**À FAIRE**
**A)** Recopiez le récit de la nuit du 9 novembre 1989 en commençant à « Il arrive que » et en terminant à « rentreront chez eux. ».
**B)** Répondez à ces questions sur le récit de la nuit du 9 novembre 1989, en marquant chaque réponse comme sa question :
(i) De quelle ville revenait la mission ?
(ii) Quel titre porte Catherine Lalumière ?
(iii) Que scandent les gens massés aux points de contrôle ?
**C)** Poursuivez, s'il vous plaît, le récit de la nuit du 9 novembre 1989 à partir de l'endroit où il s'arrête.

**TEXTE SOURCE**
· · ·

Une nuit de novembre sur l’autoroute

Chute du mur de Berlin – 1989

Marc SCHEUER

L’Histoire est faite de cycles et de périodes, de courbes et de lignes droites, de bouleversements et d’accalmies, mais aussi de moments où le temps semble suspendu. Marc Scheuer nous raconte un de ces moments, lors d’une nuit de novembre 1989 sur l’autoroute entre Francfort et Strasbourg.

Il arrive que la mémoire fixe avec précision les circonstances d’événements hors du commun, restituant à l’envi l’heure et le lieu où nous les avons vécus, notre premier sentiment, et jusqu’aux bruits, visages ou parfums alentour.

9 novembre 1989, vers 22 heures. Nuit noire sur l’autoroute Francfort-Strasbourg. Nous sommes trois à rentrer d’une mission à Oslo avec la Secrétaire générale Catherine Lalumière, dont je viens de rejoindre le cabinet. Ce devait être, comme ce le sera si souvent par la suite, une pause, un temps de décompression, un retour détendu sur les rencontres qui viennent de s’achever. Pas ce soir. La radio de bord nous projette à Berlin. Elle évoque une foule énorme massée aux points de contrôle entre les secteurs de la ville. Les gens scandent « Nous sommes le peuple ! » et commencent à se répandre d’Est en Ouest. Plus tard, ils rentreront chez eux.

· · ·

**DONNÉES ENREGISTRÉES**
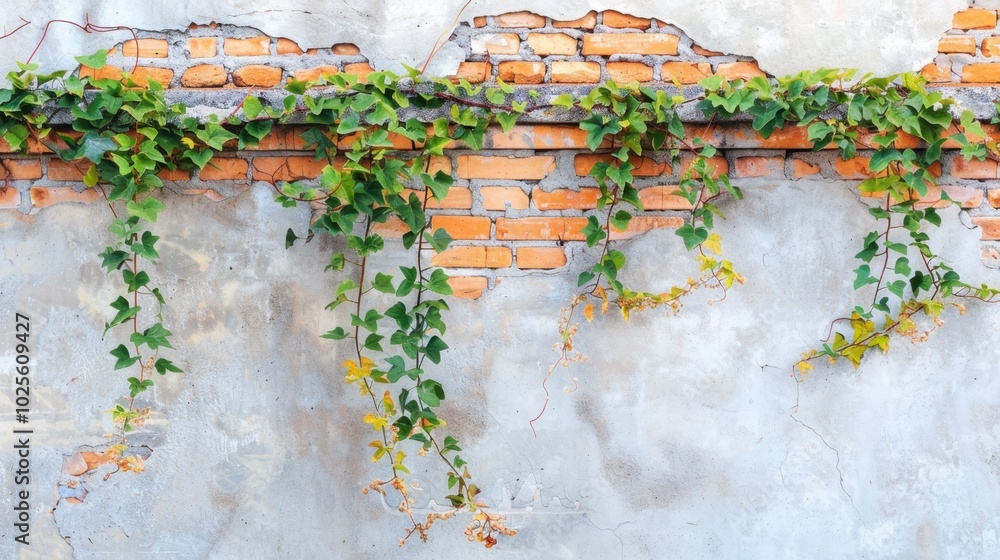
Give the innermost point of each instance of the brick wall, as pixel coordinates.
(518, 205)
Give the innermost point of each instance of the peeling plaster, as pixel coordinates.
(785, 36)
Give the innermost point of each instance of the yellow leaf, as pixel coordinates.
(714, 243)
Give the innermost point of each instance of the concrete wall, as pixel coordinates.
(687, 437)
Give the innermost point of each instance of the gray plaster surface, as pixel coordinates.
(687, 437)
(785, 36)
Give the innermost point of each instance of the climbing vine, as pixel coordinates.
(379, 168)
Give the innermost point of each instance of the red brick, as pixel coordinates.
(663, 198)
(760, 166)
(540, 257)
(474, 257)
(9, 197)
(975, 18)
(15, 169)
(630, 43)
(983, 73)
(60, 170)
(802, 168)
(520, 19)
(566, 72)
(147, 48)
(973, 169)
(553, 229)
(532, 168)
(685, 72)
(991, 227)
(292, 168)
(588, 22)
(225, 169)
(467, 287)
(254, 46)
(957, 44)
(474, 72)
(463, 227)
(42, 197)
(625, 72)
(257, 75)
(566, 199)
(498, 198)
(642, 224)
(345, 49)
(204, 75)
(287, 46)
(458, 198)
(203, 47)
(644, 167)
(522, 72)
(496, 43)
(544, 44)
(623, 21)
(740, 70)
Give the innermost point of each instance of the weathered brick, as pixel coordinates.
(553, 229)
(42, 197)
(498, 198)
(204, 75)
(619, 20)
(937, 73)
(496, 43)
(474, 257)
(463, 227)
(991, 46)
(566, 199)
(802, 168)
(644, 166)
(257, 75)
(990, 225)
(663, 198)
(625, 72)
(981, 73)
(458, 198)
(565, 72)
(950, 44)
(474, 72)
(225, 169)
(531, 168)
(288, 46)
(588, 22)
(60, 170)
(145, 48)
(9, 197)
(345, 49)
(975, 18)
(315, 73)
(685, 72)
(740, 70)
(15, 169)
(467, 287)
(973, 169)
(253, 46)
(291, 168)
(520, 19)
(642, 224)
(540, 257)
(630, 43)
(760, 166)
(203, 47)
(545, 44)
(522, 72)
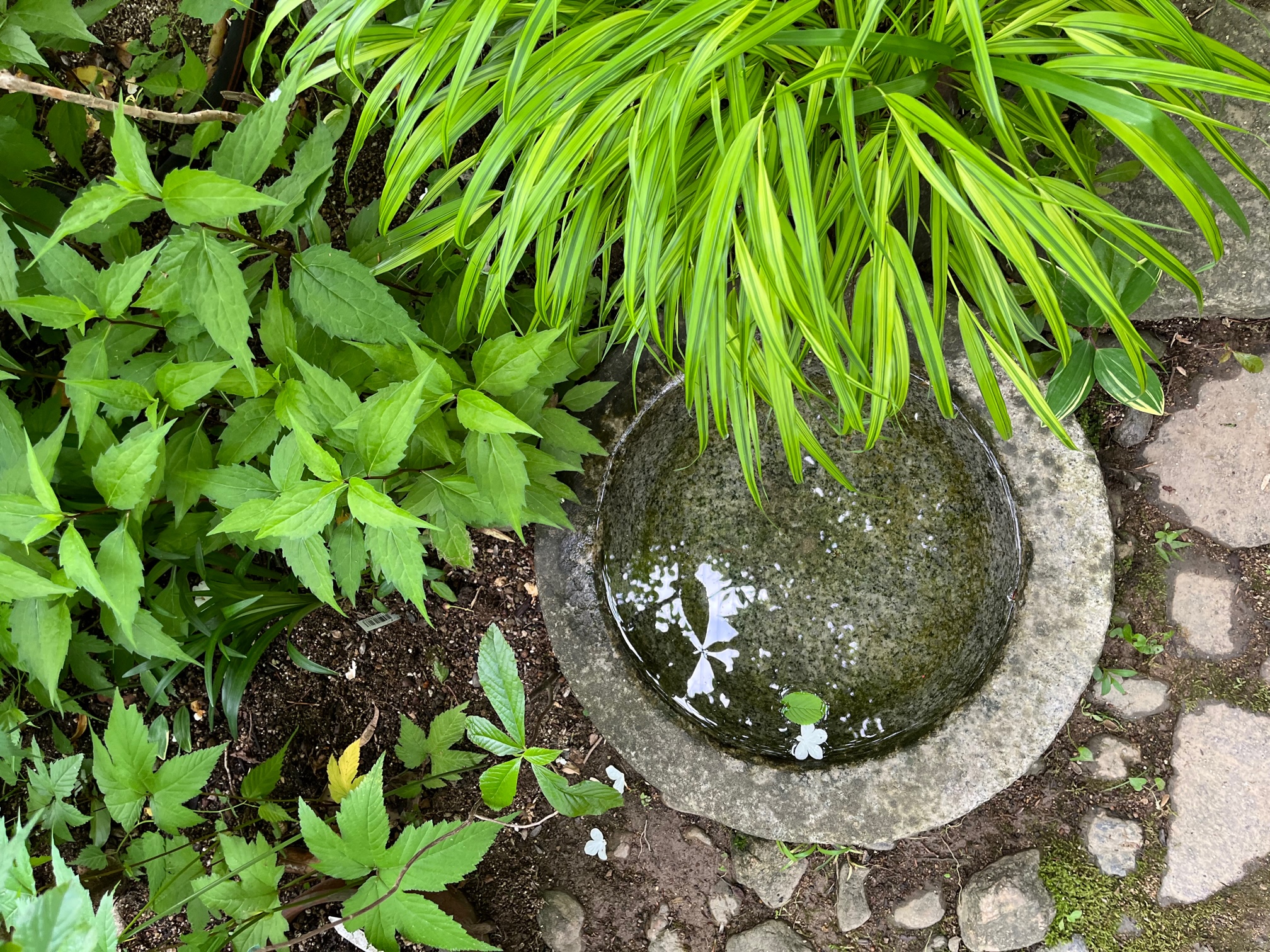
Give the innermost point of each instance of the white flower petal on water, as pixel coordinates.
(617, 777)
(597, 846)
(702, 677)
(809, 743)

· · ·

**LISTE DES RÉPONSES**
**A)**
Il arrive que la mémoire fixe avec précision les circonstances d’événements hors du commun, restituant à l’envi l’heure et le lieu où nous les avons vécus, notre premier sentiment, et jusqu’aux bruits, visages ou parfums alentour.

9 novembre 1989, vers 22 heures. Nuit noire sur l’autoroute Francfort-Strasbourg. Nous sommes trois à rentrer d’une mission à Oslo avec la Secrétaire générale Catherine Lalumière, dont je viens de rejoindre le cabinet. Ce devait être, comme ce le sera si souvent par la suite, une pause, un temps de décompression, un retour détendu sur les rencontres qui viennent de s’achever. Pas ce soir. La radio de bord nous projette à Berlin. Elle évoque une foule énorme massée aux points de contrôle entre les secteurs de la ville. Les gens scandent « Nous sommes le peuple ! » et commencent à se répandre d’Est en Ouest. Plus tard, ils rentreront chez eux.

**B)**
(i) D'Oslo.
(ii) Secrétaire générale.
(iii) « Nous sommes le peuple ! »

**C)**
L’information est énorme. Nos pensées se bousculent. Ayant, à trois ans près, l’âge du Conseil de l’Europe, mon imagination d’enfant, d’adolescent, puis d’étudiant, a été marquée par les tragédies de 1956 à Budapest, 1961 à Berlin, 1968 à Prague. Ces souvenirs vont et viennent dans mon esprit, se mêlant aux annonces qui se succèdent : aucune violence, pas de fuite non plus. Une impressionnante affirmation du droit d’aller et de venir. La population a pris en main son destin et aucun pouvoir ne fait mine de s’y opposer. Tout cela est si neuf dans sa radicalité.

Certes, les impasses économiques aidant, les choses avaient commencé de bouger à l’Est. Des processus de réforme et d’ouverture avaient été engagés, en Pologne puis en Hongrie, tandis que l’Union soviétique de Gorbatchev testait glasnost et perestroïka. Ailleurs, comme en RDA ou en Tchécoslovaquie, le parti et les institutions restaient immobiles, et les sociétés civiles manifestaient de plus en plus ouvertement en faveur des droits de l’homme et d’une société plus ouverte. Des passerelles avaient été jetées vers certains de ces pays. M. Gorbatchev s’était exprimé, quatre mois plus tôt, devant l’Assemblée parlementaire, évoquant une future maison commune. Il n’empêche. Jusqu’à cette nuit-là, la fin de la division européenne était considérée au mieux comme une éventualité à long terme. D’où la sensation d’une prodigieuse accélération de l’Histoire.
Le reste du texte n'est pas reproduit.